-- start of Selection --

Visitors to the Garden Pond


“If you have a pest problem in the garden the most likely reason will be that this pest’s natural enemy has either been wiped out by pesticides, or it doesn’t find your garden inviting enough to live in. The first step to controlling most insect pests is  therefore to stop poisoning their predators. The second step is to look at ways of inviting pest predators into your garden. One way of attracting a large variety of pest-predators to the garden is to build a small garden pond – either in the garden itself or somewhere nearby. Add a few pond plants, and within no time at all you will have damselflies and dragonflies, which are excellent predators, doing low-level pest-control flights through the garden. A garden pond will also attract frogs and toads, which will soon dispose of mosquitoes, moths and other insects. To be doubly sure that your pond does not become a mosquito breeding site, add a few fish.” Adapted from Cultivating Flavour – Kitchen gardening for kindred spirits, by Toni B. Walters (Lizard’s Leap Press)

-- end of Selection --

◆ Do this: Copy out the passage on garden ponds word for word, from its title to its final line. The rows that come next are separate material and have no connection to the passage on garden ponds.

-- start of Dataset records --

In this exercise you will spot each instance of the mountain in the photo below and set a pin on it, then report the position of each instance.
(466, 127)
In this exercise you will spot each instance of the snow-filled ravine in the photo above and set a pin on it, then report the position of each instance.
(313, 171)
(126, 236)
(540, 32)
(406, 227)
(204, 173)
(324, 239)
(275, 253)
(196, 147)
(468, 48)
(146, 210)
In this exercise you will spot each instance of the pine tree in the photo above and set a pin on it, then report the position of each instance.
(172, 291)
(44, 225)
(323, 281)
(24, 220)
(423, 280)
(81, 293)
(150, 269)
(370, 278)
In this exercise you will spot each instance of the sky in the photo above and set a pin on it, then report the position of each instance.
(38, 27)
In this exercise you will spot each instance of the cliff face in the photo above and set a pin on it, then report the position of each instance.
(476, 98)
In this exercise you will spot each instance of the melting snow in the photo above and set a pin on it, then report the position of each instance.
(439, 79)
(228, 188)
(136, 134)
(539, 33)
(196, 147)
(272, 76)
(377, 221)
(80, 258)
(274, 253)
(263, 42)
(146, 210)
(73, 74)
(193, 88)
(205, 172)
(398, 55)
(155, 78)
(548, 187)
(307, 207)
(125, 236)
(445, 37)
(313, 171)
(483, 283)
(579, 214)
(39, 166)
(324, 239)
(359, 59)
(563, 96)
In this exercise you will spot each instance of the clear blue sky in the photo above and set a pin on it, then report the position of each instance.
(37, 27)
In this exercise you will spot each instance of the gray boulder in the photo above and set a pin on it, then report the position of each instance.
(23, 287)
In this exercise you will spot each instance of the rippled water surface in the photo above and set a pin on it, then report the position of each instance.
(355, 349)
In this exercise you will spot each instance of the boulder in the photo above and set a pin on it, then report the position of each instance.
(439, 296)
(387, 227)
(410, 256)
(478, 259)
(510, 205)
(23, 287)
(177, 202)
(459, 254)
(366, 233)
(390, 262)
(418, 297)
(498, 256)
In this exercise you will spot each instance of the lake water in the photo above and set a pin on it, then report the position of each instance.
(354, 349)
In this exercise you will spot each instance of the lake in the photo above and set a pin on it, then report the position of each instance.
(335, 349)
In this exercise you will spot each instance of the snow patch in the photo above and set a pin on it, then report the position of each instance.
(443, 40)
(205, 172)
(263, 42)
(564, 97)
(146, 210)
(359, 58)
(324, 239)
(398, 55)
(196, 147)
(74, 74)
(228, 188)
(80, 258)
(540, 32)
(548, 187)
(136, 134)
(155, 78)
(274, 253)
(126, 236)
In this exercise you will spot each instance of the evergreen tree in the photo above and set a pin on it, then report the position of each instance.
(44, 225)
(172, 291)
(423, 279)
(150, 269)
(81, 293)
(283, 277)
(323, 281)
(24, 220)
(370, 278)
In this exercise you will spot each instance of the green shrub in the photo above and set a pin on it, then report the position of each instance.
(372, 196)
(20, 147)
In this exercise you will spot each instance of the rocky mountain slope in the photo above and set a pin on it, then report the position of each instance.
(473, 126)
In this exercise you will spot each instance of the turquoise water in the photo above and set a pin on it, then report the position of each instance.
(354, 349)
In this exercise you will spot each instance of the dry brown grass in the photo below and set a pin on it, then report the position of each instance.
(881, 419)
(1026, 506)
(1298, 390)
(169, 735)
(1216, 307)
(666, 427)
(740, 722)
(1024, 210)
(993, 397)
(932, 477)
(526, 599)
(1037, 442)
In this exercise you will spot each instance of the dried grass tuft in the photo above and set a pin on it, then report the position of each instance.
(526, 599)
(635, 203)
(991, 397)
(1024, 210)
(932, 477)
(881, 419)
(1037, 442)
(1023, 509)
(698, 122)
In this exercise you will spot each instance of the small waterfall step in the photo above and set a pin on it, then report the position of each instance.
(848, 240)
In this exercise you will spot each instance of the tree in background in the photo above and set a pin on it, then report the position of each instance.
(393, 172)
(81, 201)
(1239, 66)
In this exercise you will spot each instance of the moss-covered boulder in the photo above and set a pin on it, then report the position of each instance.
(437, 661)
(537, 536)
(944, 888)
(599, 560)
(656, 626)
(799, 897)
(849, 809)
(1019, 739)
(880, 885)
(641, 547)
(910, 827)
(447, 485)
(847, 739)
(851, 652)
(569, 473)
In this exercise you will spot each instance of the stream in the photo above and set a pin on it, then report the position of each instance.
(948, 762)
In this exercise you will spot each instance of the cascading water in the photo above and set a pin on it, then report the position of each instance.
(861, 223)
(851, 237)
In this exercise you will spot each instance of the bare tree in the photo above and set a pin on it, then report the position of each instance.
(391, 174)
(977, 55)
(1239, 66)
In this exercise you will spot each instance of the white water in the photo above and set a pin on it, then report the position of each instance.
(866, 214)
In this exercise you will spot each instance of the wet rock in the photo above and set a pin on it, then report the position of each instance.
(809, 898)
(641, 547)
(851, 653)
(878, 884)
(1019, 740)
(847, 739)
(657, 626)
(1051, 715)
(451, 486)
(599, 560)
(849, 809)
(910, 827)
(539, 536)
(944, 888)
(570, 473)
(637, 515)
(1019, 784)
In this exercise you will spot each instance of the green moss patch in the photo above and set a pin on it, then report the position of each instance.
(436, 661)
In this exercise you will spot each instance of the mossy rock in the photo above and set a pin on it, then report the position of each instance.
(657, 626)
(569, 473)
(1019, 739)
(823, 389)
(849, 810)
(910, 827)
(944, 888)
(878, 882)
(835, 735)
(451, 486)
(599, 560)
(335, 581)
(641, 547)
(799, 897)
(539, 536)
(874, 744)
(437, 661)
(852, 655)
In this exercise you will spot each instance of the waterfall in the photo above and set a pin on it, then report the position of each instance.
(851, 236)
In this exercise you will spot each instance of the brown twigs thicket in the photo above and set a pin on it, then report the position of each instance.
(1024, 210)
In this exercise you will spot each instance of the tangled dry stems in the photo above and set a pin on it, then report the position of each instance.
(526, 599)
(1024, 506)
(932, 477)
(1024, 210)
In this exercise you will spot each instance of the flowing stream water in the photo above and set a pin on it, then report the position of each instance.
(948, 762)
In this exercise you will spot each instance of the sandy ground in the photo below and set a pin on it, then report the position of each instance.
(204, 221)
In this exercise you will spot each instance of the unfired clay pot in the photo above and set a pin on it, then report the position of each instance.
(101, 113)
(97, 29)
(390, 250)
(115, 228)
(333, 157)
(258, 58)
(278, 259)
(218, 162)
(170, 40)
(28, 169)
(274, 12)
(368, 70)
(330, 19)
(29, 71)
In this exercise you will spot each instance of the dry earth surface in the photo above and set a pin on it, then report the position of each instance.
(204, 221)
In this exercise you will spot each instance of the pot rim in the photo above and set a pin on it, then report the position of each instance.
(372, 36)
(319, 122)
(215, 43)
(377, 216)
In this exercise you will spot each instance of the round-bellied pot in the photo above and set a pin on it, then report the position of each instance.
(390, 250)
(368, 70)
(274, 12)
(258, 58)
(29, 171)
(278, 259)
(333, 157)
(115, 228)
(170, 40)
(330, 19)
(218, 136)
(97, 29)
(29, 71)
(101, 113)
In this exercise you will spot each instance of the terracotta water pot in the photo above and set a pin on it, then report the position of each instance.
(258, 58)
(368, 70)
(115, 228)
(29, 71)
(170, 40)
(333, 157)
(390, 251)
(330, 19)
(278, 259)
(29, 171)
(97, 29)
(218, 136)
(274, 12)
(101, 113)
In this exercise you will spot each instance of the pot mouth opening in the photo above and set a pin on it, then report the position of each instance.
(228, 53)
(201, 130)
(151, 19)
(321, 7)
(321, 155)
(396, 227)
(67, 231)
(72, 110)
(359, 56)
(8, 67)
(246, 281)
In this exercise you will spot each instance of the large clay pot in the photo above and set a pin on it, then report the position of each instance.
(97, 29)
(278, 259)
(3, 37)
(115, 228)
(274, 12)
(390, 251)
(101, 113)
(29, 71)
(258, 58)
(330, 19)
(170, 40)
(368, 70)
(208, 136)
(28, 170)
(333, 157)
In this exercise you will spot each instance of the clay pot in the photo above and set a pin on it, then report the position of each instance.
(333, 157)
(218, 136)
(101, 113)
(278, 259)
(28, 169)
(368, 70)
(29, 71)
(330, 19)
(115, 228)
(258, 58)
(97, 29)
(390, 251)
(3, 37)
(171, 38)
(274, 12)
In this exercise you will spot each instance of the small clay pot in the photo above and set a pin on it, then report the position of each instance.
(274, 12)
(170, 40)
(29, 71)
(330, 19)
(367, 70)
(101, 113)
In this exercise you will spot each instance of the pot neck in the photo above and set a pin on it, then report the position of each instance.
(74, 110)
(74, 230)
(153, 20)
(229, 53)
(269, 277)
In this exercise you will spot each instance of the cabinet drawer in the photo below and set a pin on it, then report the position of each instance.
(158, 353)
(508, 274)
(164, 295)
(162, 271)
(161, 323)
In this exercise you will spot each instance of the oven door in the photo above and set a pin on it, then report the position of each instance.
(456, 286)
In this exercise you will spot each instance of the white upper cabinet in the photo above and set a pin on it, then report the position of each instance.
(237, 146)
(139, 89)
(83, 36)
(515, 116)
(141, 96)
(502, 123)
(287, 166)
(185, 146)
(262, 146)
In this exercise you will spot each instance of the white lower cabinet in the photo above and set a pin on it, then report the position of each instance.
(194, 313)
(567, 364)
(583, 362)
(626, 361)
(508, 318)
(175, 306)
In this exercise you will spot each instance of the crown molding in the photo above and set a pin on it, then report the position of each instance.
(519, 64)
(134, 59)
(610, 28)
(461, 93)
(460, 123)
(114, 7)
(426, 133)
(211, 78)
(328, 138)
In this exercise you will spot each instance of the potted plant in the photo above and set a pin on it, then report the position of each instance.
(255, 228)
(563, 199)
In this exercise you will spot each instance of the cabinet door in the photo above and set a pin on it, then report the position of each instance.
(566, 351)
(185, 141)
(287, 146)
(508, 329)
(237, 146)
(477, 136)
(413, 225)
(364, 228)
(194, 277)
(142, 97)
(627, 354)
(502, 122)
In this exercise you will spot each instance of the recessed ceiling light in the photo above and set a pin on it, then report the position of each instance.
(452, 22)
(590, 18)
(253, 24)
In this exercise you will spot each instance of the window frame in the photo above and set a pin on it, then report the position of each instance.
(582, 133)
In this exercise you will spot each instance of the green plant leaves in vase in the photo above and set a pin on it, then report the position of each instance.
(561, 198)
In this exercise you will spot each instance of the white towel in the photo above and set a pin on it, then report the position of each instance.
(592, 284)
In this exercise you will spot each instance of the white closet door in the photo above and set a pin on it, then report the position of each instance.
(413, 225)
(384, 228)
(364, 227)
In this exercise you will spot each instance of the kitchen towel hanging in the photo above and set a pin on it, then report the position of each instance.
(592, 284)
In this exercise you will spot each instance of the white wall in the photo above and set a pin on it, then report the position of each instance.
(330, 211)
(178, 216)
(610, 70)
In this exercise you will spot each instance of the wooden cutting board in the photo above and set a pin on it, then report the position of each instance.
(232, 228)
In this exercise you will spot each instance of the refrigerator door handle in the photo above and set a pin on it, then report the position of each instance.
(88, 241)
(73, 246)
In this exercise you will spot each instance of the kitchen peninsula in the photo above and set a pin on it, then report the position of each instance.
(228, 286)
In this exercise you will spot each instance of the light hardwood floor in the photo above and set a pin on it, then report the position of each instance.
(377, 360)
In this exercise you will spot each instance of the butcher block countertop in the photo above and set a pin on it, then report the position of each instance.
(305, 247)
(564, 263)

-- end of Dataset records --

◆ Exercise result:
Visitors to the Garden Pond


“If you have a pest problem in the garden the most likely reason will be that this pest’s natural enemy has either been wiped out by pesticides, or it doesn’t find your garden inviting enough to live in. The first step to controlling most insect pests is  therefore to stop poisoning their predators. The second step is to look at ways of inviting pest predators into your garden. One way of attracting a large variety of pest-predators to the garden is to build a small garden pond – either in the garden itself or somewhere nearby. Add a few pond plants, and within no time at all you will have damselflies and dragonflies, which are excellent predators, doing low-level pest-control flights through the garden. A garden pond will also attract frogs and toads, which will soon dispose of mosquitoes, moths and other insects. To be doubly sure that your pond does not become a mosquito breeding site, add a few fish.” Adapted from Cultivating Flavour – Kitchen gardening for kindred spirits, by Toni B. Walters (Lizard’s Leap Press)